▸ Stated task:
Rewrite the rows below, replacing every "pin" with "marker" and leaving everything else unchanged.

[Begin Dataset entries]

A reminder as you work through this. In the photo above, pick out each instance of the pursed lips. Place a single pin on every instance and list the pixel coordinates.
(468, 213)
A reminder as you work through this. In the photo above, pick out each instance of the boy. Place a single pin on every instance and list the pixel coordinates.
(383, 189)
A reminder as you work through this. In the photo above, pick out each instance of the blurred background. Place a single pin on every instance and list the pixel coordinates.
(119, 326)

[End Dataset entries]

▸ Solution to the problem:
A reminder as you work through this. In the photo above, pick out each instance of the pursed lips. Place a single marker on every instance and list the pixel coordinates.
(468, 213)
A reminder as you work through this. In the photo above, pick out each instance of the boy. Place a single marker on every instance and list the pixel coordinates.
(383, 189)
A reminder as you work through this. In the photo above, pick out each instance of the blurred background. Place a single marker on every instance and list the pixel coordinates.
(119, 326)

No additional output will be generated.